Document segment:
*****
It’s very different thinking. So anywho, I moved on past all that. I get that a lot of people don’t like my cursing, it’s okay. I actually got an email. I want to read this point. It’s from this person that I … you’re going to die when you hear this. So I literally just told myself, let’s redirect this unreasonable assumption. I opened my email up. I get an email from Brandon Burchard and it’s called, Judged but Grateful. And his point number two in it was, so many people who do judge you are uninformed, or frankly don’t really care. Most are just doing casual observational drive-bys. I was like, “That is so good.” That’s what it feels like a lot of times when people are offering their opinion and the holidays and all kinds of things, it feels like somebody is like, “Let me do a drive-by of all my opinions at you.”
So anyway, I just loved it because he said, “You’re not getting informed assessments of you most of the time. You’re getting a lot of noise, somebody else’s noise and opinion.” So anyway, it was just funny that the first thing that I read after that was like that. And I was like, “Perfect. That’s exactly what I needed.” But the same goes for your brain. So I want you all to think about so much of our brain is just a lot of habit thinking. You listen to this podcast you’re like, “What? We get to decide how we’re going to think?” I teach a lot of that. So once you understand that your brain like, “All right, I don’t want to think like this right now. So now I’m going to purposely think this way.” That means your brain very often it’s just like my Instagram hater or just like people with opinions, your brain is going to do observational drive-bys all the time.
*****
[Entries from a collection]
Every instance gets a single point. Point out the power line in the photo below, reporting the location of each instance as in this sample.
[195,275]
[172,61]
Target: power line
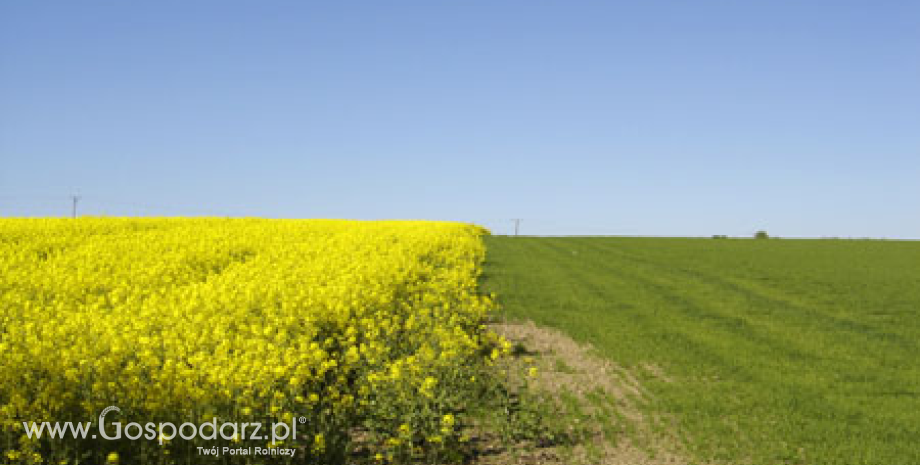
[517,225]
[73,211]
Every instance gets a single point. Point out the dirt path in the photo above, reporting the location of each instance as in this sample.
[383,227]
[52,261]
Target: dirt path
[600,398]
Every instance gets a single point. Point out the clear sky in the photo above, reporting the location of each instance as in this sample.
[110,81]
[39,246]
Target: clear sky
[645,117]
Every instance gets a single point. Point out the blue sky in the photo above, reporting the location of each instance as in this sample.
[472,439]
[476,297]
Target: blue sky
[660,118]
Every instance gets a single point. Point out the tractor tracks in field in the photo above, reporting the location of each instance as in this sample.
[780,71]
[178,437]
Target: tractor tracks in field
[595,397]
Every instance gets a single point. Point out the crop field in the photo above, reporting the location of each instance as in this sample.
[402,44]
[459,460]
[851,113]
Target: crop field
[338,329]
[377,343]
[757,351]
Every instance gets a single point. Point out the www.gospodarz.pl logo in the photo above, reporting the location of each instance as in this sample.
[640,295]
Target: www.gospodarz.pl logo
[165,431]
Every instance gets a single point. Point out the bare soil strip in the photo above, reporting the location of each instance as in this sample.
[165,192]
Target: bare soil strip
[604,394]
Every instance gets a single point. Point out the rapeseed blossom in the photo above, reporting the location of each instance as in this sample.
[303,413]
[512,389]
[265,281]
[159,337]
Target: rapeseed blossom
[244,319]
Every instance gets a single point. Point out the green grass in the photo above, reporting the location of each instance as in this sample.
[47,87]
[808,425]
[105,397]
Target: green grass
[780,351]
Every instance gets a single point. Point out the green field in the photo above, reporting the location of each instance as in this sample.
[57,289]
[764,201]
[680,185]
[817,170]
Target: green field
[777,351]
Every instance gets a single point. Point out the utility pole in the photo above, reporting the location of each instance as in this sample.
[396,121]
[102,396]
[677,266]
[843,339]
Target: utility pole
[73,210]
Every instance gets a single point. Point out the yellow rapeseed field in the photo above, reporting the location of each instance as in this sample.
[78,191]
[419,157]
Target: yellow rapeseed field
[369,330]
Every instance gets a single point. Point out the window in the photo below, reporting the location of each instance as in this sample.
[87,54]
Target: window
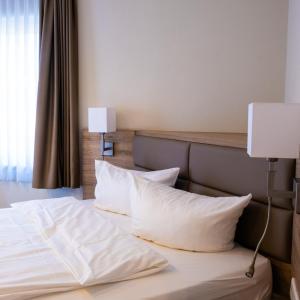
[19,44]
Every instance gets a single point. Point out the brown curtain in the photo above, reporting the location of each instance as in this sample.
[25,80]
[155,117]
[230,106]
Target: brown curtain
[56,156]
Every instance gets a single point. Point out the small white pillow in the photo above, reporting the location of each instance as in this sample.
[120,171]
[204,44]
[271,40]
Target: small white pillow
[184,220]
[114,185]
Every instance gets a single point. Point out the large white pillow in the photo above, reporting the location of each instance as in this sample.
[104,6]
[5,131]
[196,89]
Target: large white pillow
[184,220]
[114,185]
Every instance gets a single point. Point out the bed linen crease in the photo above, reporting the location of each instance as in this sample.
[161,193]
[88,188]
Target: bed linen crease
[60,244]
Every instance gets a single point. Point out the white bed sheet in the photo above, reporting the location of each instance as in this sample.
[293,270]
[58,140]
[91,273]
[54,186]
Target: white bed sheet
[201,276]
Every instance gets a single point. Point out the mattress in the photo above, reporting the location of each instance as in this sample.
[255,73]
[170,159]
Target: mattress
[190,275]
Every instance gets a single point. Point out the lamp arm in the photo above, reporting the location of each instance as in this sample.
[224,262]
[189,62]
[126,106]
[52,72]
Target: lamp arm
[282,194]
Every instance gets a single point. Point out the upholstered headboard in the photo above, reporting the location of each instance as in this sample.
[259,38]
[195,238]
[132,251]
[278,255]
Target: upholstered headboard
[217,170]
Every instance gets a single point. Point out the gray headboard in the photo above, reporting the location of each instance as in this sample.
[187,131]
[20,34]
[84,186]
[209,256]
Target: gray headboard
[217,170]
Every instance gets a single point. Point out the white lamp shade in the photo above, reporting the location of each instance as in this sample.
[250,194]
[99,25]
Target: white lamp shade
[273,130]
[102,119]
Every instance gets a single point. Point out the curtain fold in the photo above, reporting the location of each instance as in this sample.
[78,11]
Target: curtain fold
[19,48]
[56,151]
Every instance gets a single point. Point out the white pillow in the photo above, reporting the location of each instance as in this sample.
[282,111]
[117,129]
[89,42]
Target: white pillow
[114,185]
[184,220]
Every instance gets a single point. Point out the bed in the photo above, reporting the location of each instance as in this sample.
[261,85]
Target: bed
[188,276]
[211,164]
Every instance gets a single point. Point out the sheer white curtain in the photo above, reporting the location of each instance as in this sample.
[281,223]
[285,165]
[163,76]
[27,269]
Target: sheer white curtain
[19,44]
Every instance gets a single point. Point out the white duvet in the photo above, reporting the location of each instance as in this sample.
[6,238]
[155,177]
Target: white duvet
[61,244]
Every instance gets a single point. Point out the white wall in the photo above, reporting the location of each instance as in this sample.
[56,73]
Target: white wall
[14,192]
[181,64]
[292,89]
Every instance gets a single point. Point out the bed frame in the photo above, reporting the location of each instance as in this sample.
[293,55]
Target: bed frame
[214,165]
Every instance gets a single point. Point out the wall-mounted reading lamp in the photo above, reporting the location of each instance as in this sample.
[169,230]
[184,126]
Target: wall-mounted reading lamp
[274,132]
[103,120]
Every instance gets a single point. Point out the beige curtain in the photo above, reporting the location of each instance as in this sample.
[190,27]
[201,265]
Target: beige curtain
[56,157]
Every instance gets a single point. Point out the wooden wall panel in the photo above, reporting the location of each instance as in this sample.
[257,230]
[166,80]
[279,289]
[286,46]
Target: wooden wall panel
[90,151]
[296,251]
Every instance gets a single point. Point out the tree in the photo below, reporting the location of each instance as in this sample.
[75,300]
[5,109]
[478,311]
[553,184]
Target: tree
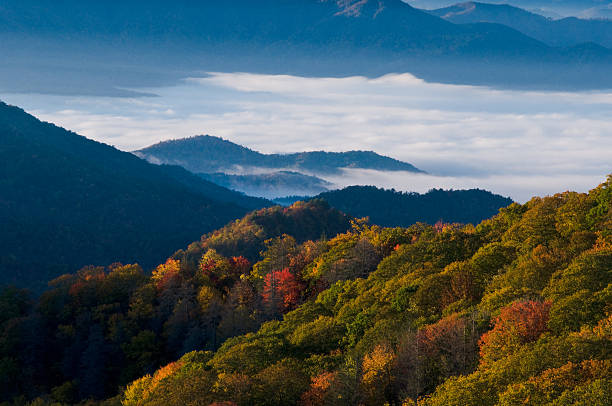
[282,291]
[519,323]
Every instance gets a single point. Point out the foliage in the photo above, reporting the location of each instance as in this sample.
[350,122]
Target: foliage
[514,310]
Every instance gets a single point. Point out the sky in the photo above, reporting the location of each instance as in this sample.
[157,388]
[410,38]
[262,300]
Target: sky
[516,143]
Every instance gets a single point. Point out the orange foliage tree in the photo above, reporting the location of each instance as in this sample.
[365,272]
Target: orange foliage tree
[518,323]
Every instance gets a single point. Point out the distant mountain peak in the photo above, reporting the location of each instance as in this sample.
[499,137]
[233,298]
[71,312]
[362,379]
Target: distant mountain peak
[209,154]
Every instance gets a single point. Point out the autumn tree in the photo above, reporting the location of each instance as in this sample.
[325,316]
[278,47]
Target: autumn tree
[519,323]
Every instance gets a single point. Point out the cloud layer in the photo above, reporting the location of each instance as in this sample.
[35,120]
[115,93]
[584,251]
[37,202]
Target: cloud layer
[516,143]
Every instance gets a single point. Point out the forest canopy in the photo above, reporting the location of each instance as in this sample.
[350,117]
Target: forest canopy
[276,309]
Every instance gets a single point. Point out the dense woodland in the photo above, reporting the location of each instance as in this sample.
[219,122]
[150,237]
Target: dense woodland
[67,201]
[275,309]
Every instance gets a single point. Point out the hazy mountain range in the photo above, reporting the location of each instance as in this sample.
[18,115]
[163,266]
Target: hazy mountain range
[68,201]
[75,47]
[209,154]
[549,8]
[271,185]
[390,208]
[569,31]
[265,175]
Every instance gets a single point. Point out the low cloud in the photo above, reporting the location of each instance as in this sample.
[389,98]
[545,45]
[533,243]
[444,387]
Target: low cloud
[516,143]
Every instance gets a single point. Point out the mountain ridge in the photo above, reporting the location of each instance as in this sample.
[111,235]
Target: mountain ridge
[565,32]
[209,154]
[307,38]
[68,201]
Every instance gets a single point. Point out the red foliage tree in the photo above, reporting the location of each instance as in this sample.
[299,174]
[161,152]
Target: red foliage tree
[282,290]
[518,323]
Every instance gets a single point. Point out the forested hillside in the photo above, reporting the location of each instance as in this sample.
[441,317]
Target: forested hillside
[67,201]
[513,311]
[390,208]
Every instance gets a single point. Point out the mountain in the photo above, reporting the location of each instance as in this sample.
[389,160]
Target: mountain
[76,47]
[68,201]
[601,12]
[389,208]
[554,7]
[564,32]
[271,185]
[208,154]
[275,310]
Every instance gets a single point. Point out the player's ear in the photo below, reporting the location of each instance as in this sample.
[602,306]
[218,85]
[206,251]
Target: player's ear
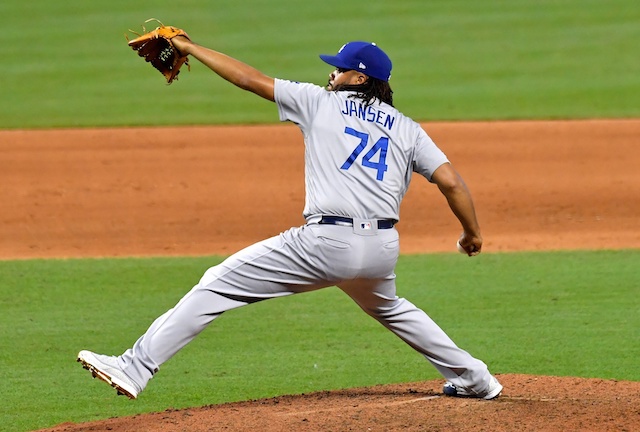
[361,79]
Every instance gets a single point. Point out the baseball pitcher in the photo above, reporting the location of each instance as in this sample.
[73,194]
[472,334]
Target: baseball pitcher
*****
To be done: Reproduce the full podcast excerpt about casual judgment and habit thinking word for word.

Solution to the problem:
It’s very different thinking. So anywho, I moved on past all that. I get that a lot of people don’t like my cursing, it’s okay. I actually got an email. I want to read this point. It’s from this person that I … you’re going to die when you hear this. So I literally just told myself, let’s redirect this unreasonable assumption. I opened my email up. I get an email from Brandon Burchard and it’s called, Judged but Grateful. And his point number two in it was, so many people who do judge you are uninformed, or frankly don’t really care. Most are just doing casual observational drive-bys. I was like, “That is so good.” That’s what it feels like a lot of times when people are offering their opinion and the holidays and all kinds of things, it feels like somebody is like, “Let me do a drive-by of all my opinions at you.”
So anyway, I just loved it because he said, “You’re not getting informed assessments of you most of the time. You’re getting a lot of noise, somebody else’s noise and opinion.” So anyway, it was just funny that the first thing that I read after that was like that. And I was like, “Perfect. That’s exactly what I needed.” But the same goes for your brain. So I want you all to think about so much of our brain is just a lot of habit thinking. You listen to this podcast you’re like, “What? We get to decide how we’re going to think?” I teach a lot of that. So once you understand that your brain like, “All right, I don’t want to think like this right now. So now I’m going to purposely think this way.” That means your brain very often it’s just like my Instagram hater or just like people with opinions, your brain is going to do observational drive-bys all the time.